Document passage:
^^^^
In this note we will discuss the problem of constructing a set, called the credibility set, for a real valued parameter which has a posterior probability of (containing the paramter) \((1-\alpha)\), for a given \(\alpha\in(0,1)\). We will restrict ourselves to the continuous case as the discrete case is similar and only easier computation wise.
We observe that as posed above there exist infinitely many solutions for any \(\alpha\in(0,1)\) - if it is not clear as to why this happens, it will become clear as we proceed along. This then allows us to choose an optimal one among them. Clearly, all of them have the same posterior probability; hence we need another criterion to choose the preferred one among them. A natural such criterion in the case of a real valued parameter is to prefer a shorter in length set. In other words, the shortest in length set with posterior probability of \((1-\alpha)\) is our optimal credibility set of level \((1-\alpha)\). The question then is to how to determine this set in practice.
We state and prove a general result by abstracting a bit as follows. Note that the posterior density for a real valued parameter is a density on \(\mathbb{R}\). Also, note that the length of an arbitrary set \(C\) can be defined as \[ \int I_C(\theta) {\rm d}\theta, \] where \(I_C(\cdot)\) is the indicator function for the set \(C\), i.e. \(1\) on \(C\) and \(0\) otherwise.
Theorem Let \(f\) denote a density on \(\mathbb{R}\). Then for \(\alpha\in (0,1)\), a set \(C\) with the shortest length among those with \(f\) probability equal to \(1-\alpha\) equals \[ C_\alpha:=\left\{f>c_\alpha \right\} \cup E, \] from some \(c_\alpha>0\) and \(E\subseteq \left\{f=c_\alpha \right\}\). \(\blacksquare\)
^^^^
Entries supplied:

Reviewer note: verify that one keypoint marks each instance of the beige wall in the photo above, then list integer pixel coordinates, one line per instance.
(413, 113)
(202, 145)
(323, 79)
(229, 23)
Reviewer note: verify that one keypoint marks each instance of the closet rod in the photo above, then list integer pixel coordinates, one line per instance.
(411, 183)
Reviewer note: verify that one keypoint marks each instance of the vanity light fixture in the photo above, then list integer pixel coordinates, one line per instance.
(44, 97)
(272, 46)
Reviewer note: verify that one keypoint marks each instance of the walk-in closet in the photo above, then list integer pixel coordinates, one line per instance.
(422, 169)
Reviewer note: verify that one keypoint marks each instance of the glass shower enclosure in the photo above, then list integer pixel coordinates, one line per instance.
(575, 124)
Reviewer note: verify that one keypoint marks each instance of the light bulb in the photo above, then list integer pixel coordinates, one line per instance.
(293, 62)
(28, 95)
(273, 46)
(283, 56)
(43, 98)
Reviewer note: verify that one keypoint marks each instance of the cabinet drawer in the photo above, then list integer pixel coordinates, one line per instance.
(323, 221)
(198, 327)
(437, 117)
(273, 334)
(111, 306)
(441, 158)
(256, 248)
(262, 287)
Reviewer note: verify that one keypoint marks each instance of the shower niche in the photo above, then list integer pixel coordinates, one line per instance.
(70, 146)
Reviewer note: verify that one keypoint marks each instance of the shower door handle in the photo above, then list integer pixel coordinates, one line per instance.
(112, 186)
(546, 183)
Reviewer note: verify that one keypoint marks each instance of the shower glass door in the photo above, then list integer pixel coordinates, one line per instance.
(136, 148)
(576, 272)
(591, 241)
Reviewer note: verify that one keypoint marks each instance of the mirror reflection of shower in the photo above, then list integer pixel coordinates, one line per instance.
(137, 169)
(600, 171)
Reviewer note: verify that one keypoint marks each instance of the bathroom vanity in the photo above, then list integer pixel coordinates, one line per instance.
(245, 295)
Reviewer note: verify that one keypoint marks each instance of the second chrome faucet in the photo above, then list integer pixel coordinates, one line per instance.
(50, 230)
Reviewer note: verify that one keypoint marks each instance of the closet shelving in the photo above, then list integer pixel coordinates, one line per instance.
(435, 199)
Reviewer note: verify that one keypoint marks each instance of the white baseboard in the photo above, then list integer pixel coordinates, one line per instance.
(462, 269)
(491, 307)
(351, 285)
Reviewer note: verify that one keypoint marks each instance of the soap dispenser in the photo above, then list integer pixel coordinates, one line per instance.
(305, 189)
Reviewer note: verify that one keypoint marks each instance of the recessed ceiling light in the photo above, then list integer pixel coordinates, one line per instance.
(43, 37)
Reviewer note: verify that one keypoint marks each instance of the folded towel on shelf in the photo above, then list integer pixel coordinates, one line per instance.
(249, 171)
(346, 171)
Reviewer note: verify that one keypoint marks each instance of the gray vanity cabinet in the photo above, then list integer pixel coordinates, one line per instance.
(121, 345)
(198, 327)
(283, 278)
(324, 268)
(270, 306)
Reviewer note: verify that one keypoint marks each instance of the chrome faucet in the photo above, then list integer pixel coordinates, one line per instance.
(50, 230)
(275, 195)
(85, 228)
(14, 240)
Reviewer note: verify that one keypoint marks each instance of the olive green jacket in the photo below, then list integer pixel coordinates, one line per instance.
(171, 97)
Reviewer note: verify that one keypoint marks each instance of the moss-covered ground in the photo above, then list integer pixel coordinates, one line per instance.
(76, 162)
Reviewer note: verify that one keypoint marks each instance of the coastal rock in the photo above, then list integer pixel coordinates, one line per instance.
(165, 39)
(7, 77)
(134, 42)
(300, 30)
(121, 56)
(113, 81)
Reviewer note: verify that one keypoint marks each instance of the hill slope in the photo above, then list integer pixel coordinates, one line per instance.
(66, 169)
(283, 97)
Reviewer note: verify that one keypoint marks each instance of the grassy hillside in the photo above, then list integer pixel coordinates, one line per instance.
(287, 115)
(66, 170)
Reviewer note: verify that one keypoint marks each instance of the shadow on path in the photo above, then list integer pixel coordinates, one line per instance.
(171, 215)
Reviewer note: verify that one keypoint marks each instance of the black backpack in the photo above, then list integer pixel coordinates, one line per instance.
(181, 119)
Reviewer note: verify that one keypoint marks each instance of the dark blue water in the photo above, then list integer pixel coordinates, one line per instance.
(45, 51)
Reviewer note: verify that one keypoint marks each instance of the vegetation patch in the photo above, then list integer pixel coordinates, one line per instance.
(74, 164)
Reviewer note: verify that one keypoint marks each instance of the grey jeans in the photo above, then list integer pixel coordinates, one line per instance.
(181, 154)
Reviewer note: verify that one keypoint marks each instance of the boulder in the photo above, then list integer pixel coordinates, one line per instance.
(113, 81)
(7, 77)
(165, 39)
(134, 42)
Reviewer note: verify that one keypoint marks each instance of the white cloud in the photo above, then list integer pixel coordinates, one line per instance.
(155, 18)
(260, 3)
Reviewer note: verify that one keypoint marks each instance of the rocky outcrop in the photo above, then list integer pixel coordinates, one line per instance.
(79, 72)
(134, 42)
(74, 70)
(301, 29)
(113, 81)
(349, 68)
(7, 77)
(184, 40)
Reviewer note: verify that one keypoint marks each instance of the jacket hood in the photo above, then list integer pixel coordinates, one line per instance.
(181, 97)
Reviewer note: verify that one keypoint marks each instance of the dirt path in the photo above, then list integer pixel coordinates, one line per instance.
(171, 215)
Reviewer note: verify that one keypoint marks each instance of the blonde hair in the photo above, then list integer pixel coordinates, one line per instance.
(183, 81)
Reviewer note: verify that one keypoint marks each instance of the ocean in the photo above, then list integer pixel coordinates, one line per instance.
^^^^
Written instruction 1: Please find every line in the listing above that contains the word "jacket" and copy each of those lines.
Written instruction 2: Extend the note on shortest credibility sets, picking up after its last sentence.

Result 1:
Reviewer note: verify that one keypoint marks each instance of the olive green jacket in the photo below, then list integer pixel coordinates, one line per instance.
Reviewer note: verify that one keypoint marks each instance of the jacket hood in the photo above, then list integer pixel coordinates, one line per instance.

Result 2:
We note that in applications, the set \(\left\{f=c \right\}\), for any \(c>0\), would contain atmost a finite many elements; in such cases, the set \(E\) can be taken to be the empty set, i.e. \[ C_\alpha:=\left\{f>c_\alpha \right\}, \] from some \(c_\alpha>0\). An extreme case where \(E\) is not empty for any \(\alpha\in(0,1)\) is when \(f\) is a uniform density - but a uniform density does not arise as a posterior density.
Proof of the theorem: We will break the proof into the following two steps. The second step is the more important one from a practical insight perspective; the first is for those motivated to strive towards a full understanding.
The existence of \(c_\alpha\): Consider the set \(D_c\) defined for \(c\geq 0\) as
\[
D_c:=\left\{f>c \right\}.
\]
We note that \({\rm Pr}\left(D_c\right)\) under \(f\) is a right continuous function of \(c\) as it is the survival function of the density (as the random variable). The points of discontinuity are the level sets of \(f\) which have a positive probability under \(f\), i.e. values of \(c\) such that
\[
\int I_{\left\{\eta:f(\eta)=c\right\}}(\theta) f(\theta) {\rm d}\theta >0.
\]
To see this let we note that since \(\psi\) defined by \(\psi(c):={\rm Pr}\left(D_c\right)\) is a decreasing function of \(c\) with \(\psi(0)=1\) \(\lim_{c\rightarrow\infty}\psi(c)=0\), there either exists a \(c_\alpha\) such that \(C_\alpha:=\left\{f>c_\alpha \right\}\) satisfies
\[
\int I_{C_\alpha}(\theta) f(\theta) {\rm d}\theta =1-\alpha,
\]
or
\[
\psi(c_\alpha-)\geq(1-\alpha)>\psi(c_\alpha).
\]
In the latter case, using a technical result from measure theory (that the Lebesgue measure is nonatomic; I teach this in my Fall PhD level course on probability theory), it can be shown that a subset \(E\) of \(\{\eta:f(\eta)=c_\alpha\}\) can be carved such that
\[
C_\alpha:=\left\{f>c_\alpha \right\} \cup E,
\]
has \(f\) probability \(1-\alpha\).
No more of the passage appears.